A semi-useful fact for people working in Machine Learning.

Blurb: Recently, my supervisor was kind enough to institute a small reading group on Deep Neural Networks to help us understand them better. A side product of this would hopefully be that I get to explore this old interest of mine (I have an old interest in Neural Nets and have always wanted to study them in detail, especially work from the mid 90s when the area matured and connections to many others areas such as statistical physics became apparent. But before I got to do that, they seem to be back in vogue! I dub this resurgence as Connectionism 2.0 Although the hipster in me dislikes hype, it is always lends a good excuse to explore an interest). I also attended a Summer School on the topic at UCLA, find slides and talks over here.

Coming back: we have been making our way through this Foundations and Trends volume by Yoshua Bengio (which I quite highly recommend). Bengio spends a lot of time giving intuitions and arguments on why and when Deep Architectures are useful. One particular argument (which is actually quite general and not specific to trees as it might appear) went like this:

Ensembles of trees (like boosted trees, and forests) are more powerful than a single tree. They add a third level to the architecture which allows the model to discriminate among a number of regions exponential in the number of parameters. As illustrated in […], they implicitly form a distributed representation […]

This is followed by an illustration with the following figure:

[Image Source: Learning Deep Architectures for AI]

and accompanying text to the above figure:

Whereas a single decision tree (here just a two-way partition) can discriminate among a number of regions linear in the number of parameters (leaves), an ensemble of trees can discriminate among a number of regions exponential in the number of trees, i.e., exponential in the total number of parameters (at least as long as the number of trees does not exceed the number of inputs, which is not quite the case here). Each distinguishable region is associated with one of the leaves of each tree (here there are three 2-way trees, each defining two regions, for a total of seven regions). This is equivalent to a multi-clustering, here three clusterings each associated with two regions.

Data items:
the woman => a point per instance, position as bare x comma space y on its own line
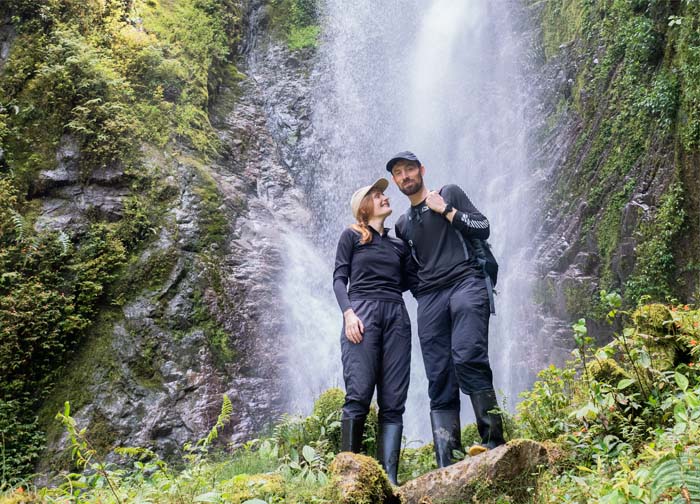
376, 338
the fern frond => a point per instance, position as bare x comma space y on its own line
221, 421
64, 241
678, 477
19, 224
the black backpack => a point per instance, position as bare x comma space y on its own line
482, 253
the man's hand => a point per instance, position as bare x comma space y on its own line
354, 328
435, 202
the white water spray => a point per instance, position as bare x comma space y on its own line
440, 78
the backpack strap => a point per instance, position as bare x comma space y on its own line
409, 235
482, 263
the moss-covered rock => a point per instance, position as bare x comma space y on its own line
607, 371
507, 470
653, 319
361, 480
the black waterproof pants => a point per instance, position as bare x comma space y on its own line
453, 328
381, 359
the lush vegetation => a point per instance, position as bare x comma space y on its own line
636, 89
621, 422
113, 76
296, 21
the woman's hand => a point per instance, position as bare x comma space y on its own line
354, 328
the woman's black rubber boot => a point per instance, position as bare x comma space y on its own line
351, 434
447, 436
389, 449
488, 422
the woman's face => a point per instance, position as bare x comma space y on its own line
380, 204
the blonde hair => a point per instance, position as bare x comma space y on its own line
363, 215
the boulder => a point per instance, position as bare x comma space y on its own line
361, 480
515, 461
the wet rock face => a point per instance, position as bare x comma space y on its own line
7, 35
509, 465
212, 324
571, 265
69, 201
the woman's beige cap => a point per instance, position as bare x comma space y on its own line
356, 199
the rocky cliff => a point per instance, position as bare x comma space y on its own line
618, 146
193, 312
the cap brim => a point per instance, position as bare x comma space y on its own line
380, 184
395, 160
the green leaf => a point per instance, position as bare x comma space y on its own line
309, 453
681, 380
624, 383
208, 497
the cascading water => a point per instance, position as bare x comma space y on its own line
441, 78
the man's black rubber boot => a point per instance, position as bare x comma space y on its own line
489, 425
389, 449
351, 434
447, 436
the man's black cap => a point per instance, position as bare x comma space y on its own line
405, 155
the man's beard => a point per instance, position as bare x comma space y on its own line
413, 188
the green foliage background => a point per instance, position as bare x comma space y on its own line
636, 94
115, 75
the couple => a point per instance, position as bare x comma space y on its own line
432, 257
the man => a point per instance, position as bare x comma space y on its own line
453, 305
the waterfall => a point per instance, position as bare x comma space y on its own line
441, 78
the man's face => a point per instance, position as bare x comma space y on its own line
408, 175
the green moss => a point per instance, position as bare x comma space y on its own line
295, 21
654, 270
302, 37
367, 483
94, 361
607, 371
579, 298
563, 22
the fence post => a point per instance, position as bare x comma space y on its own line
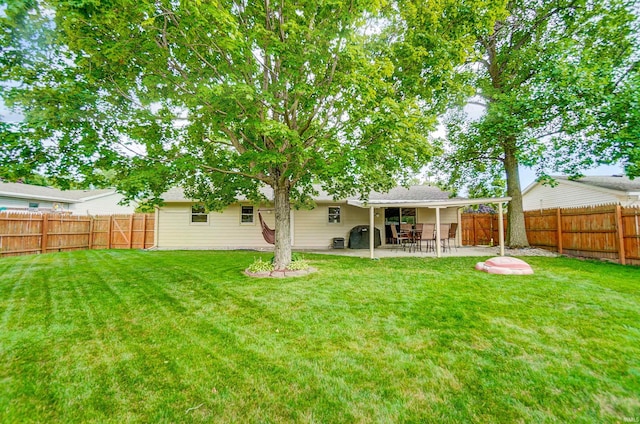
91, 230
131, 231
621, 251
559, 229
144, 231
45, 233
110, 229
475, 232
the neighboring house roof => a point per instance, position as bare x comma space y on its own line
617, 183
27, 191
613, 182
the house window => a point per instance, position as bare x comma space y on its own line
246, 215
199, 214
408, 216
334, 214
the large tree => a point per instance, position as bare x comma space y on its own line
226, 97
558, 85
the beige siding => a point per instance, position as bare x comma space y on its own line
311, 228
12, 202
223, 231
313, 231
565, 196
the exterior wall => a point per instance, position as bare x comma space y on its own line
566, 196
311, 228
223, 231
13, 202
105, 205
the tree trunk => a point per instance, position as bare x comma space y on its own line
516, 230
282, 205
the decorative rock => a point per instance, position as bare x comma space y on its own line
505, 265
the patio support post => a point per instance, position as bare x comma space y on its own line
500, 229
438, 247
372, 229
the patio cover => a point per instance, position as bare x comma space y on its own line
372, 204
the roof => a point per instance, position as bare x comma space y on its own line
618, 183
27, 191
414, 196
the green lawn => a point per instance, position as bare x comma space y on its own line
133, 336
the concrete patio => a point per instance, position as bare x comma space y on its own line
389, 252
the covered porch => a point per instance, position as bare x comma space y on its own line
379, 206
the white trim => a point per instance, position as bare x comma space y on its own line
426, 203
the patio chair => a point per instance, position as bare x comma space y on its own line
399, 239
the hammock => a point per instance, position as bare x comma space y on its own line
268, 234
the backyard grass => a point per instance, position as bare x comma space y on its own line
134, 336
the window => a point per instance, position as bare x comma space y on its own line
408, 216
246, 215
199, 214
334, 214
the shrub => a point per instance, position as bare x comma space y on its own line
259, 265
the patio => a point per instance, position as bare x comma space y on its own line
389, 252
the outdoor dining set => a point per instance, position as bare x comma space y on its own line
413, 237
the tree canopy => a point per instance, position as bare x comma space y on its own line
558, 82
225, 97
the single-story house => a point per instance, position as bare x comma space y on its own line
182, 223
585, 191
26, 197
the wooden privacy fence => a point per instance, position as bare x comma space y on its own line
32, 233
609, 232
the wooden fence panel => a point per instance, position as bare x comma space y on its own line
66, 232
542, 228
608, 232
20, 233
101, 232
590, 232
479, 229
631, 234
30, 233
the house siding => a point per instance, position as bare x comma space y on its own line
311, 228
566, 196
223, 231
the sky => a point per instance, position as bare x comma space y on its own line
527, 175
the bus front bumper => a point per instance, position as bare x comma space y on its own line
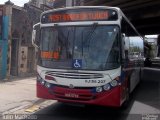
111, 97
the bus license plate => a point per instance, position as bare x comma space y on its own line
71, 95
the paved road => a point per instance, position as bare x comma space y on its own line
145, 100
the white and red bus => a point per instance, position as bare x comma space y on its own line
85, 55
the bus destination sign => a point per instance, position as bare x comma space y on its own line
79, 15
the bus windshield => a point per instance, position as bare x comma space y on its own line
96, 47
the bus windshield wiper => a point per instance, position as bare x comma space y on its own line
89, 36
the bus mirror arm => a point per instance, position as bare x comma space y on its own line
34, 36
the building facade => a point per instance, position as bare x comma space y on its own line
17, 55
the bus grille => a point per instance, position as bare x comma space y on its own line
73, 75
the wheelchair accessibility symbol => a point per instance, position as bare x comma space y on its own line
77, 63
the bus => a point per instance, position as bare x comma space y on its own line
84, 55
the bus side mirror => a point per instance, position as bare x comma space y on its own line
35, 35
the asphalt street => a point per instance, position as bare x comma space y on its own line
144, 105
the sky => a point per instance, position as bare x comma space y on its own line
16, 2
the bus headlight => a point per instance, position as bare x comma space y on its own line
106, 87
114, 83
48, 85
99, 89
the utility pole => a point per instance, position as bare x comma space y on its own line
69, 3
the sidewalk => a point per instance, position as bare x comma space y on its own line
18, 94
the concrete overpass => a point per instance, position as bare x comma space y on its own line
144, 14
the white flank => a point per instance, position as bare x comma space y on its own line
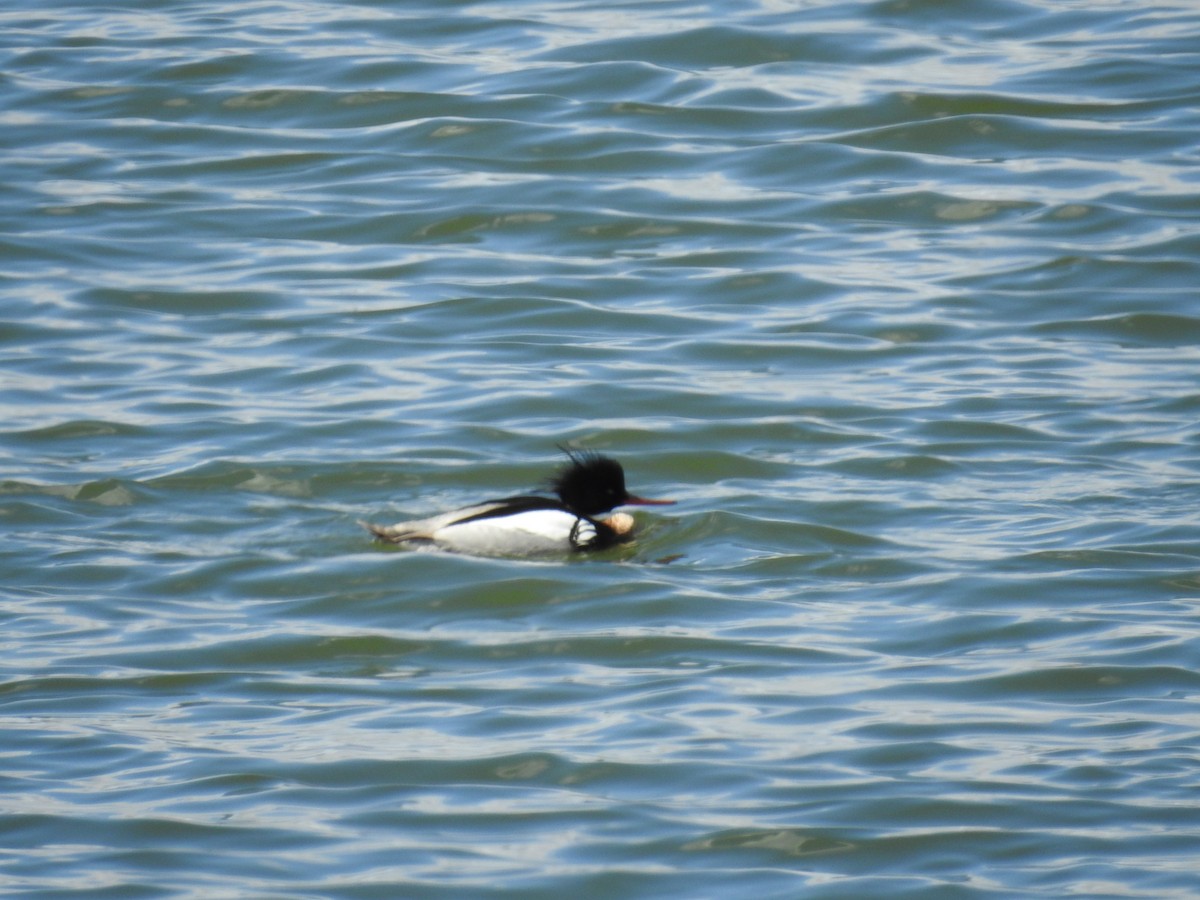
541, 531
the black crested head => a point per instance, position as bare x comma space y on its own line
589, 484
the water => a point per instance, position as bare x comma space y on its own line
898, 299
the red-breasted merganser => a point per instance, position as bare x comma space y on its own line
588, 486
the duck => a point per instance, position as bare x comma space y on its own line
570, 521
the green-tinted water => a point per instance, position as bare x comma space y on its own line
898, 299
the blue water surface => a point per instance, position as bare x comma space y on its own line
899, 300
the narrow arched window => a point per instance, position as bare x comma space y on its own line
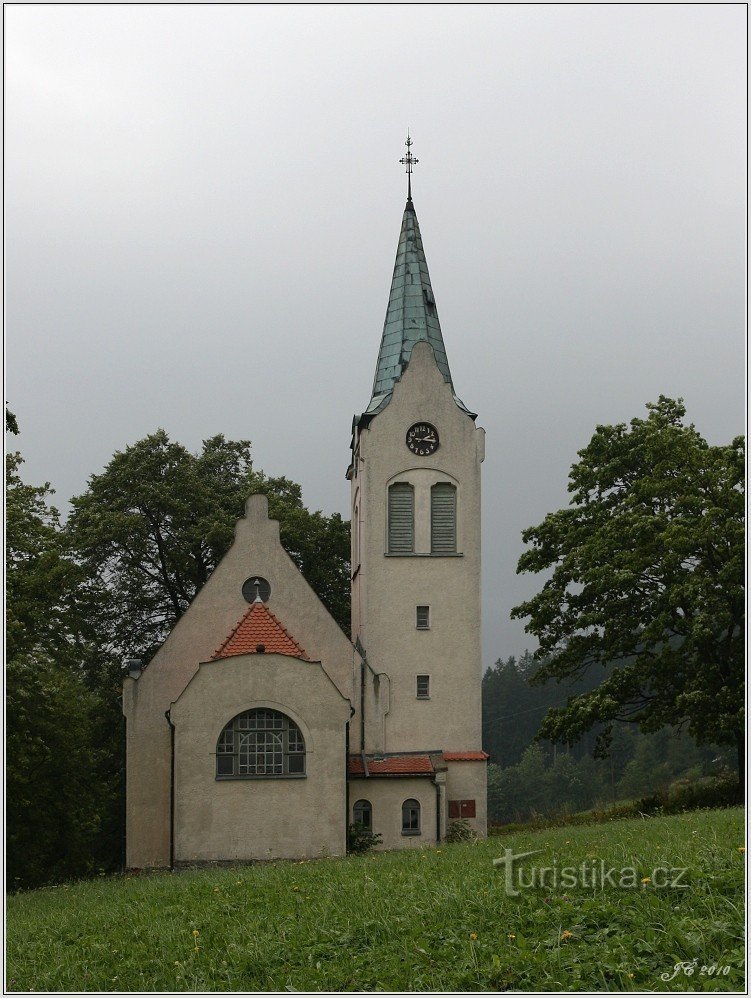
260, 743
443, 518
401, 518
362, 812
411, 817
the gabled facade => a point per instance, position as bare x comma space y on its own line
259, 730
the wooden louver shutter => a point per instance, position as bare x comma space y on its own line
443, 518
401, 518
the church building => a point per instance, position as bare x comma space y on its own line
259, 730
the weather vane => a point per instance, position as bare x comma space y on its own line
409, 161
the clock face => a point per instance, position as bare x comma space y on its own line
422, 439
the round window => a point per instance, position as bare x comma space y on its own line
256, 588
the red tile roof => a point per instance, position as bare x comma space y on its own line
259, 626
418, 764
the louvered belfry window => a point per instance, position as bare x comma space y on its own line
443, 518
401, 518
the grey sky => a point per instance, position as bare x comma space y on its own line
203, 206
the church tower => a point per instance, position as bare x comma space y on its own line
415, 477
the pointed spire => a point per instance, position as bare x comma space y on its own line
411, 314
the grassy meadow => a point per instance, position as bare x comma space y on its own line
424, 920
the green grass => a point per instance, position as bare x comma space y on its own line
424, 920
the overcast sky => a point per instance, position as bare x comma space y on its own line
203, 205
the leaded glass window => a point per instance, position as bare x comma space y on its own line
363, 813
260, 743
411, 817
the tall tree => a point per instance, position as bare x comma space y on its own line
155, 523
647, 569
54, 801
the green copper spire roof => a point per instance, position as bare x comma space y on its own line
411, 315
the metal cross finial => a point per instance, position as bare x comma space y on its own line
409, 161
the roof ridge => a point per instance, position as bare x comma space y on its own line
280, 624
234, 630
261, 628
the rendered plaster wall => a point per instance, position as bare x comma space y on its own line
263, 818
211, 616
386, 795
469, 781
387, 589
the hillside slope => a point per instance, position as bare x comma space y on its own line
432, 920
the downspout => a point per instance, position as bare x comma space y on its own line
167, 714
437, 811
362, 704
346, 780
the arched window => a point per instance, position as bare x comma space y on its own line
401, 518
260, 743
362, 813
443, 518
411, 817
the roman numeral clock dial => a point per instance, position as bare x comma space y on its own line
422, 439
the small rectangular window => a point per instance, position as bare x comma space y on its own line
443, 518
468, 809
401, 532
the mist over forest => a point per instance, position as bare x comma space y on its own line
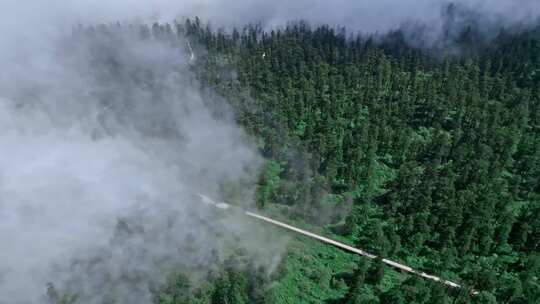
408, 129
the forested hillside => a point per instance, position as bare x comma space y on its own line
428, 157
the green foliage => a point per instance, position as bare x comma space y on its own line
431, 161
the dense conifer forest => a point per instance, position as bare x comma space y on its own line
422, 155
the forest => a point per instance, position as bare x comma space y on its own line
427, 156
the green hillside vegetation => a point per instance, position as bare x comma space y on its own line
426, 158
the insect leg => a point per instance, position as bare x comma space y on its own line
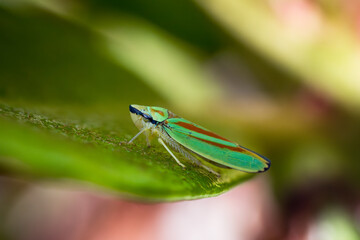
141, 131
178, 162
199, 163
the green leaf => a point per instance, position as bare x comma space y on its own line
42, 145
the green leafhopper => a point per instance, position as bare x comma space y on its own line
194, 141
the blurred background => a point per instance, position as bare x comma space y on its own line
282, 76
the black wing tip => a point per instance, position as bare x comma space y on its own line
267, 167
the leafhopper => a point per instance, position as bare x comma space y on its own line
193, 141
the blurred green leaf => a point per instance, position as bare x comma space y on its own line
323, 51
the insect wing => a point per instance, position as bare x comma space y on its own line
214, 147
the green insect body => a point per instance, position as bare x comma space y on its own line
194, 141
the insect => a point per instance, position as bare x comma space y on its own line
193, 141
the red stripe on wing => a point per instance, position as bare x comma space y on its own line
236, 149
199, 130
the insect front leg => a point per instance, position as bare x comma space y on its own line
177, 161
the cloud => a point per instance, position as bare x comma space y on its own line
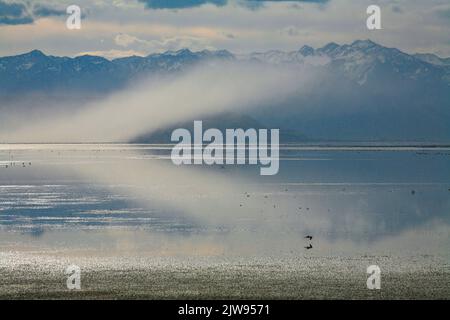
165, 44
182, 4
158, 103
125, 40
15, 13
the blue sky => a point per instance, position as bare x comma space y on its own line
115, 28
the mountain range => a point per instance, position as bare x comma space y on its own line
370, 92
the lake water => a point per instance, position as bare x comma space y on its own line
68, 202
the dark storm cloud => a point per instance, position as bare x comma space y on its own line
180, 4
14, 13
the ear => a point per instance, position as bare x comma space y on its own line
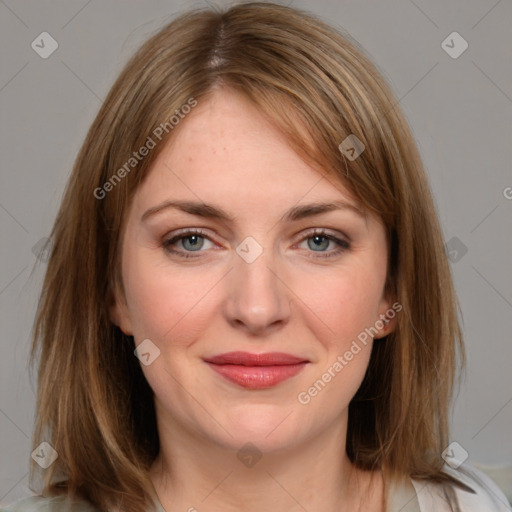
118, 311
386, 322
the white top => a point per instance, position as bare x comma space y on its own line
480, 494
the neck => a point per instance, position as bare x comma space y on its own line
193, 473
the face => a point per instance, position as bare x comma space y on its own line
248, 275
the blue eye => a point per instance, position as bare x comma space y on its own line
195, 239
319, 241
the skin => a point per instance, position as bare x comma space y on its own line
289, 299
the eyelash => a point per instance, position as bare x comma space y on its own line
342, 244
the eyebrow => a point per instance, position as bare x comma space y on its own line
213, 212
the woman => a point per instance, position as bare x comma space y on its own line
247, 304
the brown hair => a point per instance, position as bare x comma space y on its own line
94, 405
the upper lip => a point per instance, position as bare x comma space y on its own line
248, 359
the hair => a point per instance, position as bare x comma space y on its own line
317, 86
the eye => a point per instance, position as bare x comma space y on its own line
319, 240
192, 240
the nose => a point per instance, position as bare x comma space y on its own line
257, 299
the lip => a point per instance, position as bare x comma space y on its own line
256, 371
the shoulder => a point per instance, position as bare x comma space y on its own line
53, 504
476, 492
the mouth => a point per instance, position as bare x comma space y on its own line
256, 371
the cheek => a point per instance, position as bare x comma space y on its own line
341, 304
166, 303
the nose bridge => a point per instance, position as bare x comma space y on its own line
257, 299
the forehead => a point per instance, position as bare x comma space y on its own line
226, 151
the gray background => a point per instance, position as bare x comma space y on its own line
459, 110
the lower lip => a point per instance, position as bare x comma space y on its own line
257, 377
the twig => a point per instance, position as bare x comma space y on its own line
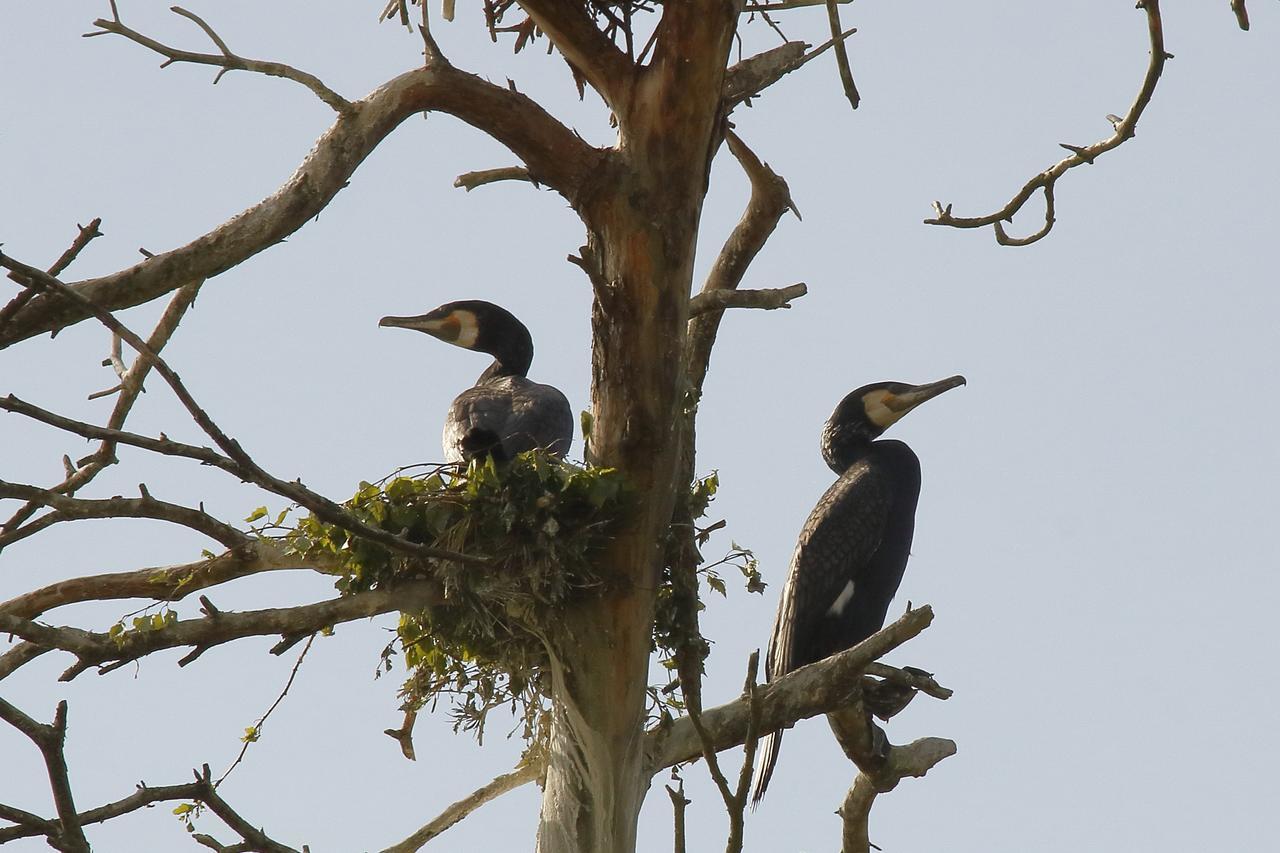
225, 60
257, 726
94, 648
129, 387
771, 199
679, 806
469, 181
68, 509
243, 464
82, 240
768, 299
1242, 14
464, 807
752, 76
49, 739
163, 583
846, 76
1125, 129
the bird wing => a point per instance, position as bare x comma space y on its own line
511, 414
837, 541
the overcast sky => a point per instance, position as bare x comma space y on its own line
1096, 529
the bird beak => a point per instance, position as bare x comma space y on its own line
908, 400
446, 328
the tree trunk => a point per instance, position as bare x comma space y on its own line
641, 217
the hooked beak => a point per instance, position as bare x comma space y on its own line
908, 400
446, 328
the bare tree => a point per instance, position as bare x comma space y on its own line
666, 76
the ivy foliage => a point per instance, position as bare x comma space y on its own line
538, 520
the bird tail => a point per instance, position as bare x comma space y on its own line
766, 757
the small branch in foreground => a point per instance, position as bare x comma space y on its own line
846, 76
913, 760
767, 299
464, 807
1242, 13
129, 388
469, 181
82, 240
1125, 129
804, 693
95, 648
65, 833
161, 583
237, 460
225, 60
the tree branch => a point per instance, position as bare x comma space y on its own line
227, 60
554, 155
94, 648
570, 27
67, 833
804, 693
752, 76
82, 240
469, 181
237, 460
769, 200
68, 509
1125, 128
161, 583
768, 300
464, 807
129, 388
201, 790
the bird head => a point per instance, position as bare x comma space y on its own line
865, 413
475, 324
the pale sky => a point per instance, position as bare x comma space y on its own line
1095, 529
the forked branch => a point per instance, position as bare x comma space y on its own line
94, 648
1125, 128
224, 59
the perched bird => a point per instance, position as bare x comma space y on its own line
504, 413
853, 550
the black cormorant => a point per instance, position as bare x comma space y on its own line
504, 413
853, 550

**Written instruction 1**. In the excerpt on deep architectures, where was the Summer School on the topic held?
**Written instruction 2**. Rewrite the excerpt on deep architectures, covering everything from "and accompanying text" down to "with two regions.", with "regions" replaced by "zones".
**Written instruction 3**. Carry on writing the excerpt on deep architectures, starting right after its last sentence.

**Written answer 1**. At UCLA.

**Written answer 2**.
and accompanying text to the above figure:

Whereas a single decision tree (here just a two-way partition) can discriminate among a number of zones linear in the number of parameters (leaves), an ensemble of trees can discriminate among a number of zones exponential in the number of trees, i.e., exponential in the total number of parameters (at least as long as the number of trees does not exceed the number of inputs, which is not quite the case here). Each distinguishable region is associated with one of the leaves of each tree (here there are three 2-way trees, each defining two zones, for a total of seven zones). This is equivalent to a multi-clustering, here three clusterings each associated with two zones.

**Written answer 3**.
Now, the following question was considered: Referring to the text in boldface above, is the number of regions obtained exponential in the general case? It is easy to see that there would be cases where it is not exponential. For example: the number of regions obtained by the three trees would be the same  as those obtained by one tree if all three trees overlap, hence giving no benefit. The above claim refers to a paper (also by Yoshua Bengio) where he constructs examples to show the number of regions could be exponential in some cases.

But suppose for our satisfaction we are interested in actual numbers and the following general question, an answer to which should also answer the question raised above:

What is the maximum possible number of regions that can be obtained in ${\bf R}^n$ by the intersection of $m$ hyperplanes?

Let’s consider some examples in the ${\bf R}^2$ case.

Where there is one hyperplace i.e. $m = 1$, then the maximum number of possible regions is obviously two.

[1 Hyperplane: 2 Regions]

Clearly, for two hyerplanes, the maximum number of possible regions is 4.

[2 Hyperplanes: 4 Regions]

In case there are three hyperplanes, the maximum number of regions that might be possible would be 7 as illustrated in the first figure. For $m =4$ i.e. 4 hyerplanes, this number is 11 as shown below:

[4 Hyperplanes: 11 Regions]

On inspection we can see the number of regions with $m$ hyperplanes in ${\bf R}^2$ is given by:

Number of Regions = #lines + #intersections + 1

Now let’s consider the general case: What is the expression that would give us the maximum number of regions possibles with $m$ hyperplanes in ${\bf R}^n$? Turns out that there is a definite expression for the same:

Let $\mathcal{A}$ be an arrangement of $m$ hyperplanes in ${\bf R}^n$, then the maximum number of regions possible is given by

$\displaystyle r(\mathcal{A}) = 1 + m + \dbinom{m}{2} \ldots + \dbinom{m}{n}$

the number of bounded regions (closed from all sides) is given by:

$\displaystyle b(\mathcal{A}) = \dbinom{m - 1}{n}$

The above expressions actually derive from a more general expression when $\mathcal{A}$ is specifically a real arrangement.

I am not familiar with some of the techniques that are required to prove this in the general case ($\mathcal{A}$ is a set of affine hyperplanes in a vector space defined over some Field).  The above might be proven by induction. However, it turns out that in the ${\bf R}^2$ case the result is related to the crossing lemma (see discussion over here), I think it was one of the most favourite results of one of my previous advisors and he often talked about it. This connection makes me want to study the details [1],[2], which I haven’t had the time to look at and I will post the proof for the general version in a future post.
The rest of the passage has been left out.